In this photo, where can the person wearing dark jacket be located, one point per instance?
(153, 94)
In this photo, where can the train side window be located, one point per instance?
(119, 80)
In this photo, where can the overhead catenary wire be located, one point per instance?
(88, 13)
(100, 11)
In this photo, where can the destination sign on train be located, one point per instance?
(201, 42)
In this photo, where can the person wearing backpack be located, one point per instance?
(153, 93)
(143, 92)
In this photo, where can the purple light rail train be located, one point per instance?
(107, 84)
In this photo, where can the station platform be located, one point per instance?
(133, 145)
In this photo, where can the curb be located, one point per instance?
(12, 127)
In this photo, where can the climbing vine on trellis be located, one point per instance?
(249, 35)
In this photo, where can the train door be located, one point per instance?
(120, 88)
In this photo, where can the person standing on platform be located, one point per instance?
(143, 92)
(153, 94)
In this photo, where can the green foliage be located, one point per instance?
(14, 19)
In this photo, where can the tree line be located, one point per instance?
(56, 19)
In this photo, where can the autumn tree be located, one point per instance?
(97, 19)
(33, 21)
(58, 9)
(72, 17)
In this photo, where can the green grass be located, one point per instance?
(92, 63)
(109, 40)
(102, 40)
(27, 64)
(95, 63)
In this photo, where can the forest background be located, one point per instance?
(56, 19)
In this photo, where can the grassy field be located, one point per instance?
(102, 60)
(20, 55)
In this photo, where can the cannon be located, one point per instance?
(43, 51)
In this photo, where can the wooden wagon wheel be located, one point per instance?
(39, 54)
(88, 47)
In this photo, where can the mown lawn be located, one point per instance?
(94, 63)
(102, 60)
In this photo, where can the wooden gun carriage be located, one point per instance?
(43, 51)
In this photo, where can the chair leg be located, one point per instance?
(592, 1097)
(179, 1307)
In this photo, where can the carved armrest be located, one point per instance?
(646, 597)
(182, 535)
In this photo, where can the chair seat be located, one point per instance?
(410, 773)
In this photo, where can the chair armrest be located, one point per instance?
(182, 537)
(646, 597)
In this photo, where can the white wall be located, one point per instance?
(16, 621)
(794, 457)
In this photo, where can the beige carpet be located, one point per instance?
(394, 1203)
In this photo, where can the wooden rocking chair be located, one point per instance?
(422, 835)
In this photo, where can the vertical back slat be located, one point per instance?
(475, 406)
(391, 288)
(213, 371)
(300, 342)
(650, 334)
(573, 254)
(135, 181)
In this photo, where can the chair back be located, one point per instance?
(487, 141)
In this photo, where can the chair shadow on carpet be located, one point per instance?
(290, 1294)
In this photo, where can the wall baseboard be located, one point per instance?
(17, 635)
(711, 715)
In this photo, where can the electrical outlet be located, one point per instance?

Exercise
Write out once more the lines above beginning at the line with "In this photo, where can the green grass"; continue through the final line and stop there.

Answer to this task
In this photo, where can the green grass be located, one point per instance?
(92, 63)
(109, 40)
(102, 40)
(27, 64)
(95, 63)
In this photo, where can the forest background be located, one point per instance?
(56, 19)
In this photo, where can the grassy field be located, one point per instance?
(102, 60)
(20, 55)
In this photo, where can the cannon be located, one point per instance?
(43, 51)
In this photo, where can the wooden wagon wheel be located, one point per instance?
(39, 54)
(88, 47)
In this photo, where can the mown lawn be located, one point per instance?
(94, 63)
(102, 60)
In this photo, where can the wooden gun carriage be located, one point per instance?
(43, 51)
In this photo, where can the chair leg be located, one point per instance?
(592, 1097)
(179, 1307)
In this photo, where can the carved armrest be located, one point per instance?
(646, 597)
(182, 535)
In this photo, where can the chair seat be located, one point per instance?
(410, 773)
In this photo, where can the chair armrest be located, one point per instance?
(182, 537)
(646, 597)
In this photo, where can the white wall be located, one point per instance?
(16, 621)
(794, 457)
In this photo, where can the beige carpet be located, one point per instance?
(394, 1203)
In this photo, where can the wooden rocking chair be located, one point per instance?
(422, 835)
In this photo, where can the vertical back slat be located, one point per instance?
(475, 406)
(391, 288)
(213, 371)
(300, 342)
(650, 334)
(573, 254)
(135, 181)
In this photo, where can the chair back be located, one point per instance?
(487, 141)
In this photo, where can the chair shadow on carpet be located, one point per instance?
(290, 1294)
In this photo, where can the wall baseboard be located, one point per instance?
(17, 635)
(711, 715)
In this photo, where can the electrical outlet be located, one point per instance?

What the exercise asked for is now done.